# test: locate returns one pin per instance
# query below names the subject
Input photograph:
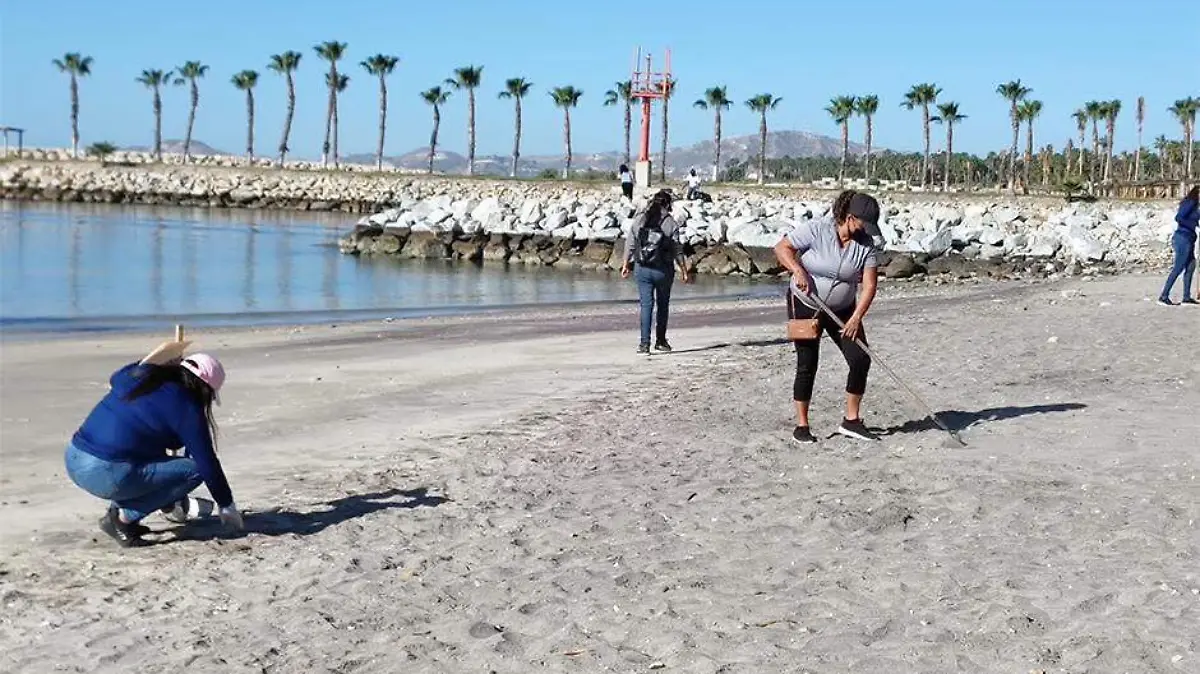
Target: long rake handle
(927, 408)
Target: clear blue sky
(805, 52)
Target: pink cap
(209, 369)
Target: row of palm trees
(923, 97)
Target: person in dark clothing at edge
(832, 257)
(652, 252)
(120, 452)
(1183, 244)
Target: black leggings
(808, 350)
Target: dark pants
(654, 292)
(808, 351)
(1185, 264)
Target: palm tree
(761, 104)
(567, 97)
(623, 92)
(1081, 126)
(516, 89)
(381, 66)
(867, 107)
(669, 86)
(337, 85)
(191, 72)
(435, 97)
(1095, 110)
(948, 114)
(1027, 112)
(1137, 154)
(923, 96)
(1110, 110)
(155, 80)
(717, 100)
(1014, 92)
(841, 109)
(76, 66)
(286, 64)
(1185, 110)
(331, 52)
(468, 77)
(246, 82)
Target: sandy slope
(523, 494)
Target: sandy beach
(522, 493)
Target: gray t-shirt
(834, 271)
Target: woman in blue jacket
(120, 452)
(1183, 242)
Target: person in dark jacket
(1183, 244)
(121, 452)
(652, 252)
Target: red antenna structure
(648, 85)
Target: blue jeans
(137, 488)
(654, 292)
(1185, 264)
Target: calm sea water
(91, 268)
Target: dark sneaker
(803, 435)
(126, 535)
(856, 429)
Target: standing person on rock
(120, 452)
(627, 181)
(1183, 244)
(652, 252)
(833, 258)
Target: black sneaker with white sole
(803, 434)
(856, 429)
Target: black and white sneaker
(803, 435)
(856, 429)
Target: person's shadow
(280, 522)
(959, 420)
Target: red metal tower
(647, 85)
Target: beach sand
(523, 493)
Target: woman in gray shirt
(834, 259)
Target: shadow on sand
(959, 420)
(283, 522)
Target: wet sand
(522, 492)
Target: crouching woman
(120, 453)
(834, 259)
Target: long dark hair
(154, 377)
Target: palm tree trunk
(516, 140)
(329, 119)
(567, 136)
(666, 126)
(287, 120)
(629, 126)
(1012, 156)
(924, 166)
(191, 121)
(870, 132)
(471, 132)
(762, 148)
(949, 152)
(157, 125)
(75, 116)
(433, 136)
(250, 126)
(383, 120)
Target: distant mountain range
(679, 158)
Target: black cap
(867, 209)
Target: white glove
(232, 517)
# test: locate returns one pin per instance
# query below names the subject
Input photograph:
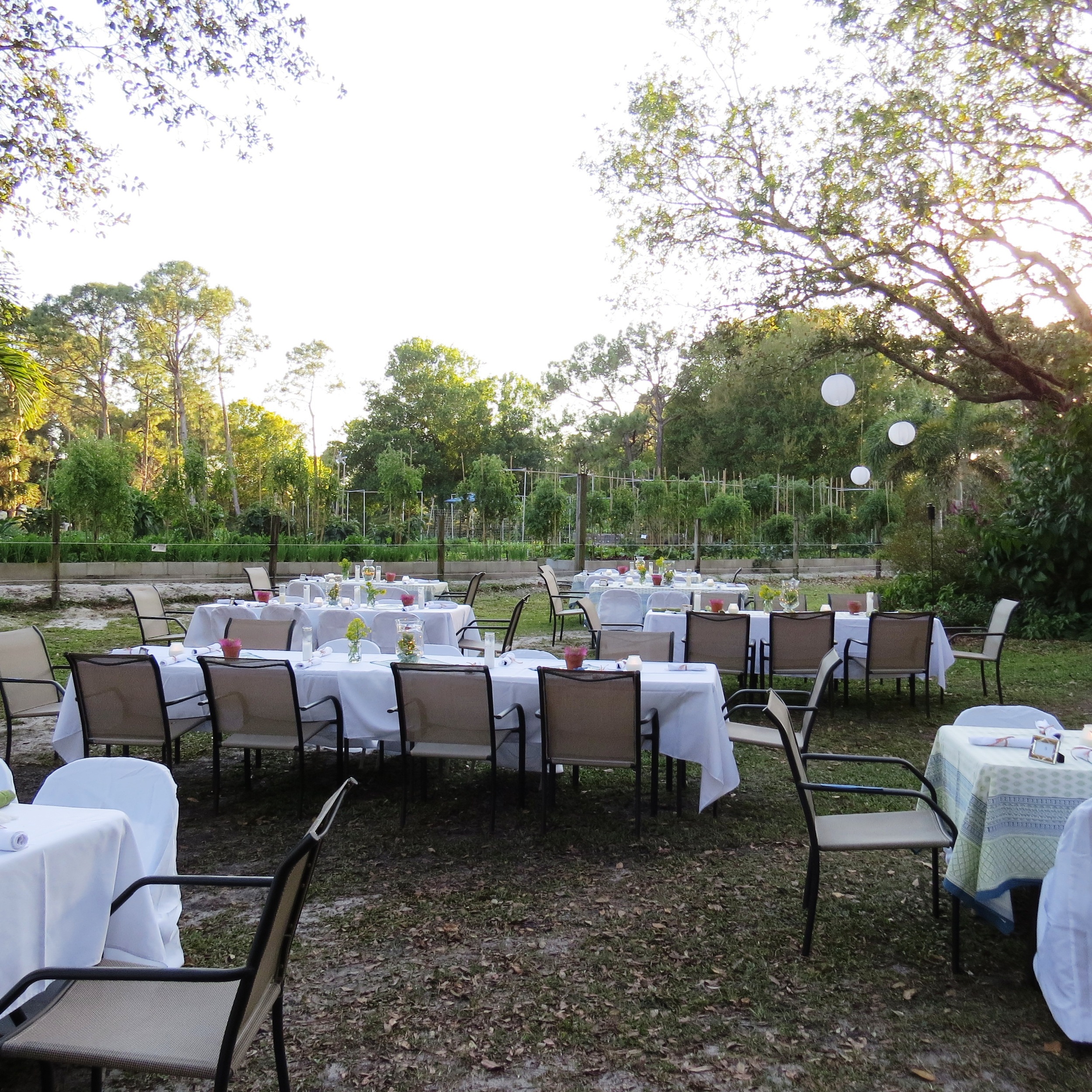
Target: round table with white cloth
(58, 889)
(442, 621)
(691, 705)
(846, 626)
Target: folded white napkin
(11, 840)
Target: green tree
(91, 486)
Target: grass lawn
(434, 957)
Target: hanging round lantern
(838, 390)
(902, 433)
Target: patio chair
(121, 705)
(621, 608)
(28, 680)
(446, 711)
(594, 719)
(259, 634)
(153, 619)
(916, 830)
(840, 601)
(898, 647)
(558, 608)
(993, 643)
(470, 595)
(505, 626)
(255, 706)
(798, 641)
(191, 1023)
(798, 702)
(654, 647)
(259, 580)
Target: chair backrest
(254, 697)
(720, 639)
(149, 608)
(827, 667)
(841, 601)
(121, 698)
(276, 929)
(800, 641)
(23, 656)
(619, 606)
(472, 589)
(778, 712)
(267, 634)
(667, 598)
(444, 704)
(898, 641)
(259, 579)
(1018, 718)
(651, 646)
(145, 791)
(385, 628)
(999, 627)
(590, 718)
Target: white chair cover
(619, 606)
(1064, 960)
(385, 628)
(148, 795)
(667, 598)
(7, 781)
(1015, 718)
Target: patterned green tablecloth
(1009, 811)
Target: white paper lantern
(902, 433)
(838, 390)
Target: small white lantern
(838, 390)
(902, 433)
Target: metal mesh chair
(261, 632)
(446, 712)
(898, 647)
(619, 643)
(255, 706)
(763, 735)
(191, 1023)
(121, 705)
(558, 608)
(154, 621)
(28, 683)
(993, 643)
(926, 829)
(798, 643)
(594, 719)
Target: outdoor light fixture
(838, 390)
(902, 433)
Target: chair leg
(279, 1054)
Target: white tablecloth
(846, 626)
(442, 623)
(57, 895)
(691, 722)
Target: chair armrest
(176, 702)
(878, 791)
(886, 759)
(189, 881)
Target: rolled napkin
(11, 840)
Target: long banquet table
(691, 722)
(58, 889)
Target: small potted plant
(357, 632)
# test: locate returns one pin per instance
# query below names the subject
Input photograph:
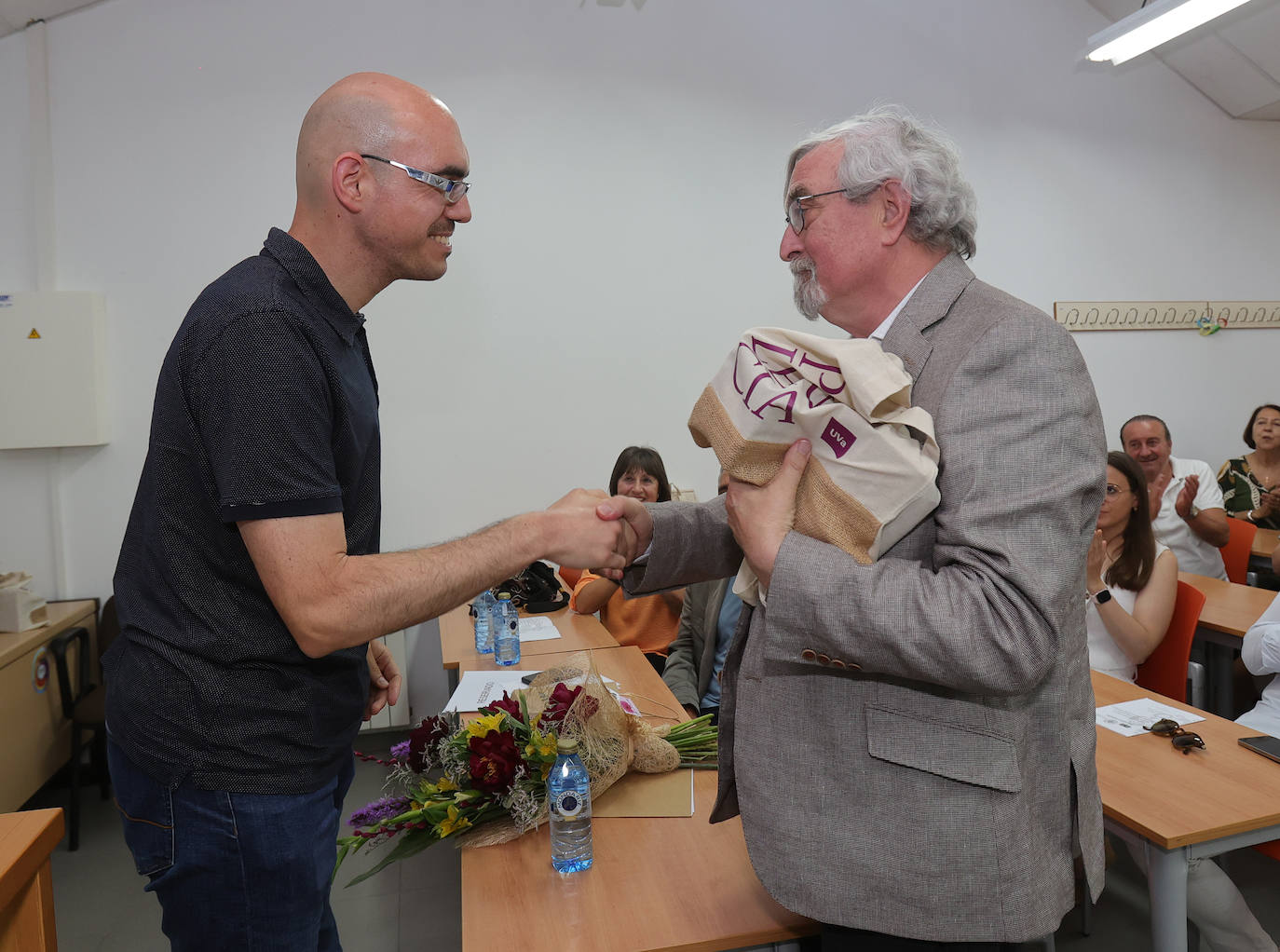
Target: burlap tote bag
(875, 465)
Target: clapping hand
(1269, 504)
(1095, 562)
(1187, 496)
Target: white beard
(810, 296)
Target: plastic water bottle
(484, 622)
(568, 805)
(506, 632)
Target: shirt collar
(312, 281)
(878, 334)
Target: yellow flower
(452, 823)
(480, 727)
(540, 743)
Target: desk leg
(1166, 884)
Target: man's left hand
(384, 678)
(1187, 498)
(762, 516)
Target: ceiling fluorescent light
(1155, 24)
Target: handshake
(592, 530)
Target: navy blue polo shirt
(266, 407)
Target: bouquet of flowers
(484, 782)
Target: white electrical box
(53, 374)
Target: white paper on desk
(479, 688)
(538, 629)
(1132, 718)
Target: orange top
(647, 622)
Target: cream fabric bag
(876, 453)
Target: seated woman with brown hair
(1132, 584)
(1251, 483)
(1132, 578)
(650, 620)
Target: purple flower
(379, 810)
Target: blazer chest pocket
(955, 752)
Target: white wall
(627, 192)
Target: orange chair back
(1235, 553)
(1165, 671)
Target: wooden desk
(625, 664)
(1181, 807)
(26, 879)
(37, 740)
(1229, 608)
(578, 632)
(657, 883)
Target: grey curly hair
(889, 143)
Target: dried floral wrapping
(490, 774)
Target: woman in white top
(1132, 585)
(1132, 579)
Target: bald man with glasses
(251, 589)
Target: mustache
(801, 265)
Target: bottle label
(568, 804)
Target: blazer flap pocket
(955, 752)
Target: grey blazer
(910, 742)
(691, 655)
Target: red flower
(493, 762)
(509, 704)
(423, 741)
(562, 699)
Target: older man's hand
(578, 535)
(635, 531)
(762, 516)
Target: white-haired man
(910, 742)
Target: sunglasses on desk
(1181, 740)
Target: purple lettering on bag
(838, 438)
(787, 397)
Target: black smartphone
(1266, 745)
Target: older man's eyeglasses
(795, 209)
(452, 188)
(1181, 740)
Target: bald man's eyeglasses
(452, 188)
(795, 210)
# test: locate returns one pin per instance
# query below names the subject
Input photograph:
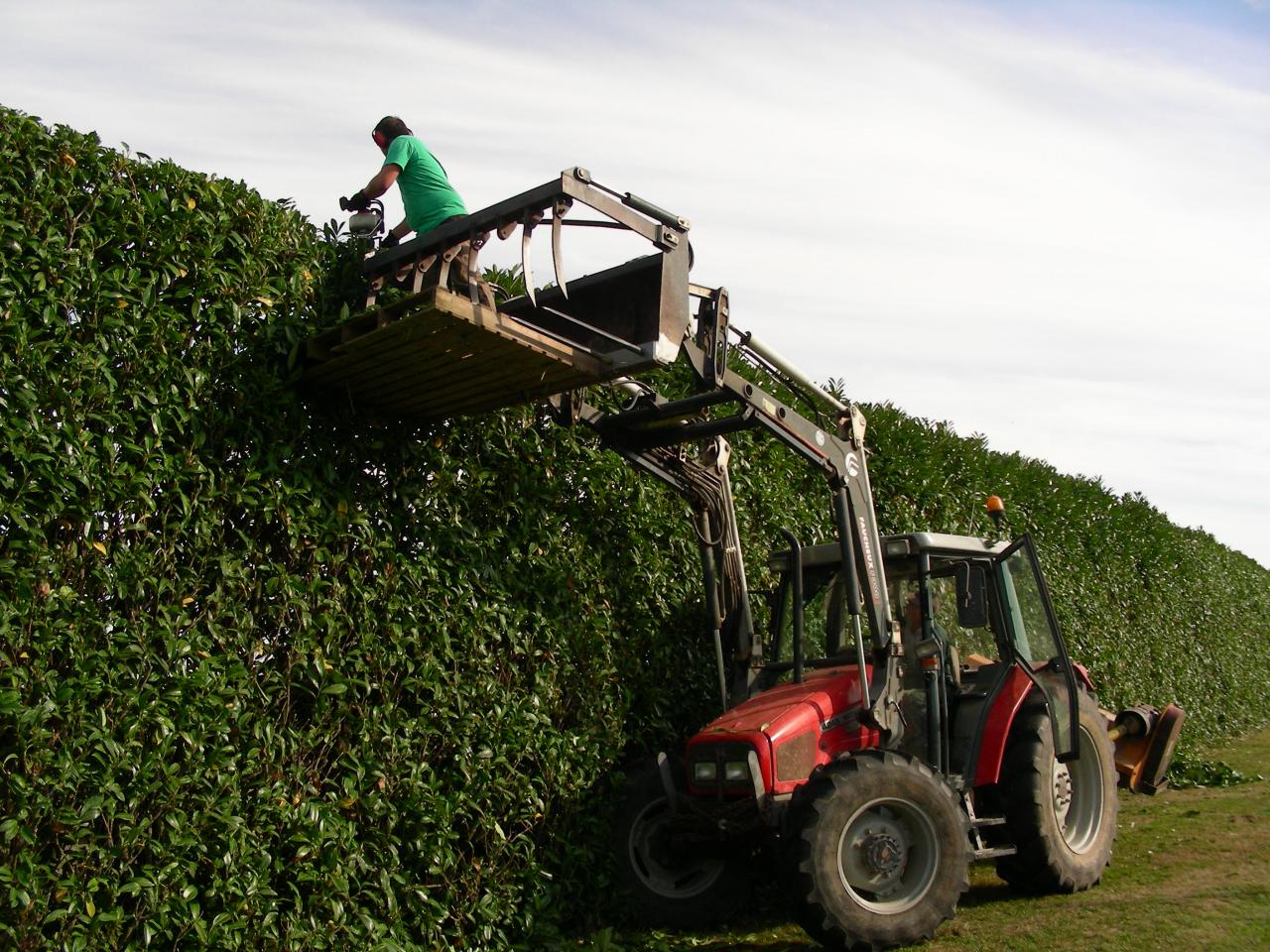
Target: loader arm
(653, 433)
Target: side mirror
(971, 595)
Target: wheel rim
(659, 866)
(888, 855)
(1079, 791)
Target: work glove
(357, 202)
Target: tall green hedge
(282, 675)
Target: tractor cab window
(973, 647)
(825, 616)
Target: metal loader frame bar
(653, 433)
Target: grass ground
(1191, 871)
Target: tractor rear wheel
(879, 852)
(1061, 817)
(672, 879)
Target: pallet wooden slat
(440, 356)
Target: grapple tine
(557, 261)
(526, 271)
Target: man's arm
(382, 180)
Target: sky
(1042, 222)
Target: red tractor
(913, 706)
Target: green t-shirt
(426, 191)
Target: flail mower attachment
(1144, 740)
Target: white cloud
(1046, 225)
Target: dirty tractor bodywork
(1003, 757)
(912, 706)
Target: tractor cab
(971, 621)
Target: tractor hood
(790, 708)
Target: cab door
(1037, 643)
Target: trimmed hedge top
(285, 676)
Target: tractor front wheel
(880, 853)
(1060, 816)
(672, 878)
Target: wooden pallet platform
(436, 356)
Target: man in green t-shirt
(427, 194)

━━━━━━━━━━━━━━━━

§ **What you are asked to do**: Transcribe the listing above verbatim. Omit the pictures.

§ **Response to this task**:
# test: locate returns one pin per instance
# query below names the subject
Input photograph:
Target: long rake handle
(927, 408)
Target: clear blue sky
(805, 52)
Target: pink cap
(209, 369)
Target: row of palm trees
(923, 97)
Target: person in dark clothing at edge
(832, 257)
(652, 252)
(120, 452)
(1183, 244)
Target: black leggings
(808, 350)
Target: dark pants
(654, 292)
(808, 351)
(1185, 264)
Target: palm tree
(761, 104)
(567, 97)
(623, 92)
(1081, 126)
(516, 89)
(381, 66)
(867, 107)
(669, 86)
(337, 85)
(191, 72)
(435, 97)
(1095, 110)
(948, 114)
(1027, 112)
(1137, 154)
(923, 96)
(1110, 110)
(155, 80)
(717, 100)
(1014, 92)
(841, 109)
(76, 66)
(286, 64)
(1185, 110)
(331, 52)
(468, 77)
(246, 82)
Target: sandy slope
(523, 494)
Target: sandy beach
(522, 493)
Target: gray t-shirt
(834, 271)
Target: woman in blue jacket
(120, 452)
(1183, 242)
Target: person in dark jacket
(1183, 244)
(121, 452)
(652, 252)
Target: red antenna structure
(648, 85)
Target: blue jeans
(137, 488)
(654, 292)
(1185, 264)
Target: calm sea water
(91, 268)
Target: dark sneaker
(803, 435)
(126, 535)
(856, 429)
Target: standing person on rock
(120, 452)
(627, 181)
(1183, 244)
(652, 252)
(833, 258)
Target: black sneaker with white sole
(803, 434)
(856, 429)
Target: black and white sneaker
(803, 435)
(856, 429)
Target: person's shadow
(280, 522)
(959, 420)
Target: red metal tower
(647, 85)
Target: beach sand
(523, 493)
Target: woman in gray shirt
(834, 259)
Target: shadow on sand
(959, 420)
(283, 522)
Target: wet sand
(522, 492)
Target: crouching woman
(120, 453)
(834, 259)
Target: long dark hair
(154, 377)
Target: palm tree trunk
(516, 140)
(329, 119)
(567, 136)
(666, 126)
(287, 120)
(629, 126)
(1012, 156)
(924, 166)
(191, 121)
(870, 132)
(471, 132)
(762, 148)
(949, 152)
(157, 125)
(75, 116)
(433, 136)
(250, 126)
(383, 120)
Target: distant mountain range
(679, 158)
Target: black cap
(867, 209)
Target: white glove
(232, 517)
# test: locate returns one pin per instance
# query below names the subject
Input photograph:
Target: round table with white cloth
(58, 889)
(442, 621)
(691, 705)
(846, 626)
Target: folded white napkin
(11, 840)
Target: green tree
(91, 486)
Target: grass lawn
(434, 957)
Target: hanging round lantern
(838, 390)
(902, 433)
Target: patio chair
(121, 705)
(621, 608)
(28, 680)
(446, 711)
(594, 719)
(259, 634)
(153, 619)
(916, 830)
(840, 601)
(898, 647)
(558, 608)
(993, 643)
(470, 595)
(505, 626)
(255, 706)
(798, 641)
(191, 1023)
(798, 702)
(654, 647)
(259, 580)
Target: chair backrest
(254, 697)
(720, 639)
(149, 608)
(827, 667)
(841, 601)
(121, 698)
(276, 929)
(800, 641)
(23, 656)
(619, 606)
(472, 589)
(778, 712)
(267, 634)
(667, 598)
(444, 704)
(898, 641)
(259, 579)
(1018, 718)
(651, 646)
(145, 791)
(385, 628)
(999, 627)
(590, 718)
Target: white chair cover
(619, 606)
(1064, 960)
(385, 628)
(148, 795)
(667, 598)
(7, 781)
(1015, 718)
Target: patterned green tablecloth
(1009, 811)
Target: white paper lantern
(902, 433)
(838, 390)
Target: small white lantern
(838, 390)
(902, 433)
Target: metal mesh chair
(261, 632)
(446, 712)
(898, 647)
(619, 643)
(255, 706)
(763, 735)
(191, 1023)
(121, 705)
(558, 608)
(154, 621)
(28, 683)
(993, 643)
(926, 829)
(798, 643)
(594, 719)
Target: outdoor light fixture
(838, 390)
(902, 433)
Target: chair leg
(279, 1054)
Target: white tablecloth
(846, 626)
(442, 623)
(57, 895)
(691, 722)
Target: chair armrest
(176, 702)
(878, 791)
(886, 759)
(189, 881)
Target: rolled napkin
(11, 840)
Target: long banquet table
(691, 722)
(58, 889)
Target: small potted plant
(357, 632)
# test: locate returns one pin per instance
# query below names the subject
Input photograph:
Target: burlap tote bag
(875, 465)
Target: clapping hand
(1269, 504)
(1095, 562)
(1187, 496)
Target: white beard
(810, 296)
Target: plastic water bottle
(484, 622)
(568, 805)
(506, 632)
Target: shirt collar
(312, 281)
(878, 334)
Target: yellow flower
(452, 823)
(480, 727)
(540, 743)
Target: desk leg
(1166, 884)
Target: man's left hand
(384, 678)
(1187, 498)
(762, 516)
Target: ceiling fluorescent light
(1155, 24)
Target: handshake
(592, 530)
Target: navy blue polo shirt
(266, 407)
Target: bouquet of flowers
(484, 782)
Target: white electrical box
(53, 374)
Target: white paper on desk
(479, 688)
(538, 629)
(1132, 718)
Target: orange top
(647, 622)
Target: cream fabric bag
(876, 453)
Target: seated woman with brown hair
(1132, 584)
(1251, 483)
(1132, 578)
(650, 620)
Target: purple flower
(379, 810)
Target: blazer chest pocket
(955, 752)
Target: white wall
(627, 192)
Target: orange chair back
(1235, 553)
(1165, 671)
Target: wooden desk
(625, 664)
(1181, 807)
(26, 879)
(37, 740)
(1229, 608)
(578, 632)
(657, 883)
Target: grey curly hair
(889, 143)
Target: dried floral wrapping
(490, 774)
Target: woman in white top
(1132, 585)
(1132, 579)
Target: bald man with glasses
(251, 589)
Target: mustache
(801, 265)
Target: bottle label
(568, 804)
Target: blazer flap pocket
(955, 752)
Target: grey blazer
(910, 742)
(691, 655)
Target: red flower
(493, 762)
(509, 704)
(423, 741)
(562, 699)
Target: older man's hand
(578, 535)
(635, 531)
(762, 516)
Target: white-haired man
(910, 742)
Target: sunglasses on desk
(1181, 740)
Target: purple lettering on bag
(838, 438)
(787, 397)
Target: black smartphone
(1266, 745)
Target: older man's eyeglasses
(795, 209)
(452, 188)
(1181, 740)
Target: bald man's eyeglasses
(452, 188)
(795, 210)
# test: locate returns one pin per instance
# query below names the subject
Input photograph:
Target: loader arm
(653, 433)
Target: side mirror
(971, 595)
Target: wheel rim
(659, 866)
(888, 855)
(1079, 791)
Target: work glove
(357, 202)
Target: tall green hedge
(282, 675)
Target: tractor cab window
(973, 647)
(825, 616)
Target: metal loader frame bar
(653, 433)
Target: grass ground
(1191, 871)
Target: tractor rear wheel
(879, 852)
(1061, 817)
(672, 879)
Target: pallet wooden slat
(440, 356)
Target: grapple tine
(557, 261)
(526, 271)
Target: man's arm
(382, 180)
Target: sky
(1042, 222)
Target: red tractor
(913, 706)
Target: green t-shirt
(426, 191)
Target: flail mower attachment
(1144, 740)
Target: white cloud
(1046, 225)
Target: dirty tractor bodywork
(1003, 757)
(912, 706)
Target: tractor cab
(971, 621)
Target: tractor hood
(790, 708)
Target: cab door
(1037, 643)
Target: trimmed hedge top
(285, 676)
Target: tractor front wheel
(880, 853)
(1060, 816)
(672, 878)
Target: wooden pallet platform
(436, 356)
Target: man in green t-shirt
(427, 194)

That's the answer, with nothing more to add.